*What you have to do*:
Taking the line that contains "Target: haze" as the first and the final line of the records as the last, write out every line between them exactly, ends included, and nothing else.

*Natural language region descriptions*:

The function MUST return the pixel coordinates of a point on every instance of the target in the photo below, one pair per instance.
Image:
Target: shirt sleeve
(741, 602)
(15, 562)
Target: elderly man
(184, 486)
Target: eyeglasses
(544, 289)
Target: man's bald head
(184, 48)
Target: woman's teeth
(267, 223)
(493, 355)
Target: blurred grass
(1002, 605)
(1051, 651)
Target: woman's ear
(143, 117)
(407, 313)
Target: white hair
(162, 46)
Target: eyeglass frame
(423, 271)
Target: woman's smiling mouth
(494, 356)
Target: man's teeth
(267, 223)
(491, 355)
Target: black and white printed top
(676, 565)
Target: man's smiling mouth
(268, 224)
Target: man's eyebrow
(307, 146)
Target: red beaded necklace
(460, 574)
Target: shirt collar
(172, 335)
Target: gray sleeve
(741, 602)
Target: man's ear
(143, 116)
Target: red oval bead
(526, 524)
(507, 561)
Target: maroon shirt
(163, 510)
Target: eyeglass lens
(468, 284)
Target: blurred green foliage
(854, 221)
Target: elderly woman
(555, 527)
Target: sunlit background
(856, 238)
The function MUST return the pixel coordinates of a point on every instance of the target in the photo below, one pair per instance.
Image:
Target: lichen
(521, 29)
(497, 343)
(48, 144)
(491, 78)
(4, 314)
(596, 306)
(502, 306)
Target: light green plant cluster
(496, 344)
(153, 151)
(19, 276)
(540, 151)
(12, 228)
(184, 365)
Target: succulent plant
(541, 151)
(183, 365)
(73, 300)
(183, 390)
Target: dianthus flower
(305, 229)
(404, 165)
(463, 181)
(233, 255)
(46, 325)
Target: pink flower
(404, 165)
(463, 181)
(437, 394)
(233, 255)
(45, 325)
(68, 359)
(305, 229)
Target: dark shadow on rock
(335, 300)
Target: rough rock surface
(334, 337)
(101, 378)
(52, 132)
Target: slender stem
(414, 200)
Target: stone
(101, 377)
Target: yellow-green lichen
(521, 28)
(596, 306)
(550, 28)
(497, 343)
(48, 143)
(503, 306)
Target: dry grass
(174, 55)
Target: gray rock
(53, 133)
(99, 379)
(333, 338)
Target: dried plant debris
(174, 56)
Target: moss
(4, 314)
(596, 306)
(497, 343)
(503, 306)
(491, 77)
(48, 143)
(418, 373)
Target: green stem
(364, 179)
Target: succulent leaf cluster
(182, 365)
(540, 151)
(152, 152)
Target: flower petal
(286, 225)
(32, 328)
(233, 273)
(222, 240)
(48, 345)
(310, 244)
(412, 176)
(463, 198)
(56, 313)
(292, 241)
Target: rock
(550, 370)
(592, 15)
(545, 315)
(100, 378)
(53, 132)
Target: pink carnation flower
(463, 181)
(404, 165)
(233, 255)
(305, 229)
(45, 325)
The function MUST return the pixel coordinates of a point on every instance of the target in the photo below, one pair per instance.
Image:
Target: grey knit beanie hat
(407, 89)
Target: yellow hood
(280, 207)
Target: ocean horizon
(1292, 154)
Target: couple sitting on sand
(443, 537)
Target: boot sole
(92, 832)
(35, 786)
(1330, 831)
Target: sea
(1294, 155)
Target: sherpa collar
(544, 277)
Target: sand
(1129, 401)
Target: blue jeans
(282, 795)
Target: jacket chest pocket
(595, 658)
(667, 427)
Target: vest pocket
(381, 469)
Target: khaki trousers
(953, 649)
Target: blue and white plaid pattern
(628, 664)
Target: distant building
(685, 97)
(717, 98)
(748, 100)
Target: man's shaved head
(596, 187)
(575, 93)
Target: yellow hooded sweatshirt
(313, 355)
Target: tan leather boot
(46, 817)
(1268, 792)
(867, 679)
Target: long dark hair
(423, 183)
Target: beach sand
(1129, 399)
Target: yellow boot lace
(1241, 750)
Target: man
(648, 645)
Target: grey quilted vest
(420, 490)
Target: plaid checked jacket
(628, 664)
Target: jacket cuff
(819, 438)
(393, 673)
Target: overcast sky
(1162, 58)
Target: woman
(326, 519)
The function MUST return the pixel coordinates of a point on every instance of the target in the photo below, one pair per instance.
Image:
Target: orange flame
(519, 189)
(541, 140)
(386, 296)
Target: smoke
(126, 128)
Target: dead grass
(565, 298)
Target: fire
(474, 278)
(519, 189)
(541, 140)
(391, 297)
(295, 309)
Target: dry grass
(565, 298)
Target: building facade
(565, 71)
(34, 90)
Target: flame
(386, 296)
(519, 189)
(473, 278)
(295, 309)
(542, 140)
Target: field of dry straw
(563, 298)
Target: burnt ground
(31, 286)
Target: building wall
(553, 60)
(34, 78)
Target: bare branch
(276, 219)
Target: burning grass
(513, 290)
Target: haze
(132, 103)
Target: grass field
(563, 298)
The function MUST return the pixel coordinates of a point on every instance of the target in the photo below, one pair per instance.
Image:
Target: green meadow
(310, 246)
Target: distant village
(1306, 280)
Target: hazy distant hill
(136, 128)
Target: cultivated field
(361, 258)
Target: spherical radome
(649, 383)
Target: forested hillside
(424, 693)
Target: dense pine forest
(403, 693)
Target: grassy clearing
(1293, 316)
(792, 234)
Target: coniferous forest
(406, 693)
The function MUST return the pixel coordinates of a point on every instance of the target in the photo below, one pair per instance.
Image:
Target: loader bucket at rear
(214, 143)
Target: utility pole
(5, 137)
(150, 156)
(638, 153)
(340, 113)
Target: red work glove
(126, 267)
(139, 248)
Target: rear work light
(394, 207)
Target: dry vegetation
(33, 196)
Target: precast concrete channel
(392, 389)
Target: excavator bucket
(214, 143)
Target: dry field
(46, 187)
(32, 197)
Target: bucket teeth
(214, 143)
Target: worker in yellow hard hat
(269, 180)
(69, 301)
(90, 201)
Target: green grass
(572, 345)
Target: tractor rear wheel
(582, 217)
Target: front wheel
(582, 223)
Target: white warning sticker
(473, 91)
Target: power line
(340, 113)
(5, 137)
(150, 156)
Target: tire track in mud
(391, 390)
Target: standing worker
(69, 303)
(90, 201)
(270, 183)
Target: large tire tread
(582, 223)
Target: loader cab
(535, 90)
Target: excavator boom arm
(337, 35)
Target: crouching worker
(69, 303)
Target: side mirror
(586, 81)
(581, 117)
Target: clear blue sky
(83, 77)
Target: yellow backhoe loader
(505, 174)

*Exercise answer*:
Target: haze
(132, 103)
Target: grass field
(563, 298)
The function MUST return the pixel coordinates of a point on every instance of the target in the photo below, one pair per instance.
Image:
Target: green meadow
(310, 246)
Target: distant village
(1306, 280)
Target: hazy distant hill
(136, 128)
Target: cultivated field
(361, 258)
Target: spherical radome
(649, 383)
Target: forested hillside
(424, 693)
Target: dense pine forest
(403, 693)
Target: grassy clearing
(1293, 316)
(792, 234)
Target: coniferous forest
(406, 693)
The function MUST return the pixel coordinates of a point on every instance of the target in the photo below, one pair per instance.
Image:
Target: loader bucket at rear
(214, 143)
Target: utility pole
(5, 137)
(150, 156)
(638, 153)
(340, 113)
Target: red work glove
(126, 267)
(139, 248)
Target: rear work light
(394, 207)
Target: dry vegetation
(33, 196)
Target: precast concrete channel
(392, 389)
Target: excavator bucket
(214, 143)
Target: dry field
(46, 187)
(32, 197)
Target: bucket teeth
(214, 143)
Target: worker in yellow hard hat
(269, 180)
(69, 301)
(90, 201)
Target: green grass
(572, 345)
Target: tractor rear wheel
(582, 217)
Target: front wheel
(582, 223)
Target: white warning sticker
(473, 91)
Target: power line
(340, 113)
(5, 137)
(150, 156)
Target: tire track in mud
(391, 390)
Target: standing worker
(69, 303)
(90, 201)
(270, 183)
Target: large tire tread
(582, 223)
Target: loader cab
(535, 90)
Target: excavator boom arm
(337, 35)
Target: crouching worker
(69, 303)
Target: side mirror
(586, 81)
(581, 117)
Target: clear blue sky
(83, 77)
Target: yellow backhoe loader
(505, 174)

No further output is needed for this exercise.